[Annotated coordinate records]
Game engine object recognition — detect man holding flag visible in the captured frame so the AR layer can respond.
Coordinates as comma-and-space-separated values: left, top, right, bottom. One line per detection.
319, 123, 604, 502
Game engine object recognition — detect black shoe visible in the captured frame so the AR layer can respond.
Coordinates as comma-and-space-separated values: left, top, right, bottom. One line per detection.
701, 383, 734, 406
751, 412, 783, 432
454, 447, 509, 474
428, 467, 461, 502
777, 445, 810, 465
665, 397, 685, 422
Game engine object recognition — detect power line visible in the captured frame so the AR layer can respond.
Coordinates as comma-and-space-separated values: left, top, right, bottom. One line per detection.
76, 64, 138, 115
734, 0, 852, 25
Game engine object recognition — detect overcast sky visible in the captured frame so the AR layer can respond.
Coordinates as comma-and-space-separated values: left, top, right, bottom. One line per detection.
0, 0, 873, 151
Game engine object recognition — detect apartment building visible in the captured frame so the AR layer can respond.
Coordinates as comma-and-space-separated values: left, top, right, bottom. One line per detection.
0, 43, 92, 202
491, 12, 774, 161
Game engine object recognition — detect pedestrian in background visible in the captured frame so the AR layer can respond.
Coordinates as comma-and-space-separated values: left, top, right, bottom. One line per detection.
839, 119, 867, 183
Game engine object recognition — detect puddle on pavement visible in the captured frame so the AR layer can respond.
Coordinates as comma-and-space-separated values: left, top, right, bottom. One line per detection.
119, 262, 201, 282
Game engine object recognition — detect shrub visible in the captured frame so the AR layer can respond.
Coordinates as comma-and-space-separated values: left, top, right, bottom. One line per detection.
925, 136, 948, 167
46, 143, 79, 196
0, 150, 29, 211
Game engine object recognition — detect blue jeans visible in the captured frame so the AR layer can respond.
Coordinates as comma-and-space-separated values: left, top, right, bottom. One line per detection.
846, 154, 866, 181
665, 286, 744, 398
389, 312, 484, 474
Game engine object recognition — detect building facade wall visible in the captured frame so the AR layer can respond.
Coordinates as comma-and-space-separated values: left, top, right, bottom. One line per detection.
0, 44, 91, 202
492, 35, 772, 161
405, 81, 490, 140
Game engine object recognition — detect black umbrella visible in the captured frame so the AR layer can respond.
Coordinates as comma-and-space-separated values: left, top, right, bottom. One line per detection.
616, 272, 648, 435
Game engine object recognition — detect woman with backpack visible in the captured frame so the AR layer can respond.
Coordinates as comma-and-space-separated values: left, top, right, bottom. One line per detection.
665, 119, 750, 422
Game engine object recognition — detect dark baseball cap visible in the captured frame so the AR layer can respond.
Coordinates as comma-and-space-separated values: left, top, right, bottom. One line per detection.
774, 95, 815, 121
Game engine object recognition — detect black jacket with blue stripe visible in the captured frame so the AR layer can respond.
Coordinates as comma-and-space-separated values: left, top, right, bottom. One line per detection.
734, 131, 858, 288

=== Work to be completed ===
Write out every one of the records above again, swapping each "captured frame" for "camera view" and leaving everything else untouched.

=== Reply to the task ===
Game engine object recognition — detect man holding flag visible in the camera view so the AR layer can respond.
Coordinates as comma-and-space-separated values: left, top, right, bottom. One line per detection.
319, 123, 604, 502
Game engine object recognition — detect black shoe visible in the camera view so the AR layer can respond.
Coordinates as comma-and-space-separated values: left, top, right, bottom. One line per detection.
701, 383, 734, 406
751, 412, 783, 432
454, 447, 509, 474
428, 467, 461, 502
777, 445, 810, 465
665, 397, 685, 422
Game engine object recognition — detect power line visible in the camera view so the AR layer can respond.
Coordinates as comma-and-space-separated values: left, top, right, bottom. One line per detection.
76, 64, 138, 115
734, 0, 852, 25
Game engine object recognition — detect overcast sky visible in the camera view so the AR layer can respond.
Coordinates as comma-and-space-separated values: left, top, right, bottom. One line per detection.
0, 0, 873, 151
Game engine object recognition — detect apartment building visible in the camera view so the AR layer can respond.
Coordinates as comma-and-space-separated values: left, top, right, bottom. One line per detection.
0, 43, 92, 202
491, 12, 774, 161
Game engine object recognition — detect pedestrian in background visible in the camera view so the AR layer can respond.
Coordinates as comma-and-space-separated values: left, top, right, bottom. One line per detection.
839, 119, 867, 183
Game engine object recognition — detect puddle on pavement visible in the camera view so the AR layer can respond.
Coordinates as comma-and-space-separated values: left, top, right, bottom. One line per detection.
119, 262, 201, 282
Game engine object recognition — detect shrub visible in the camera view so the AR layer can respond.
Coordinates as comma-and-space-separated values: left, top, right, bottom. One line per detection.
925, 136, 948, 167
46, 143, 79, 196
0, 150, 29, 211
Game engine object recognition — detect blue jeans visible in the camera view so the AR layer can respond.
Coordinates as comma-and-space-separated values: left, top, right, bottom. One line per detection.
846, 154, 866, 181
665, 286, 744, 398
389, 312, 484, 474
Game engine object recognition — detect building facade wall visible in the camera view so the AR layer can respond.
Coordinates as comma-and-space-separated values: left, top, right, bottom. One line per detection.
0, 44, 91, 202
492, 35, 772, 161
405, 81, 490, 140
Game engine object recognition — detect black umbrella visible in the camera view so the AR layer can respond.
Coordinates as comma-and-space-separated values: left, top, right, bottom. One line per detection.
616, 272, 648, 435
Game engine object recognition — detect woman with backpack visible in the camera view so the AR layer can respond.
Coordinates as comma-and-space-separated values: left, top, right, bottom. One line per detection.
665, 119, 750, 422
Game engine object recognition — detect dark baseball cap visible in the camera view so the AR layer can respond.
Coordinates as comma-and-space-separated values: left, top, right, bottom. One line per detection.
774, 95, 815, 121
Game engine object recognition — detect black jacket with blue stripe visible in the camera view so the AR layer can respond.
Coordinates as comma-and-space-separated values: left, top, right, bottom. One line per detection.
734, 131, 858, 288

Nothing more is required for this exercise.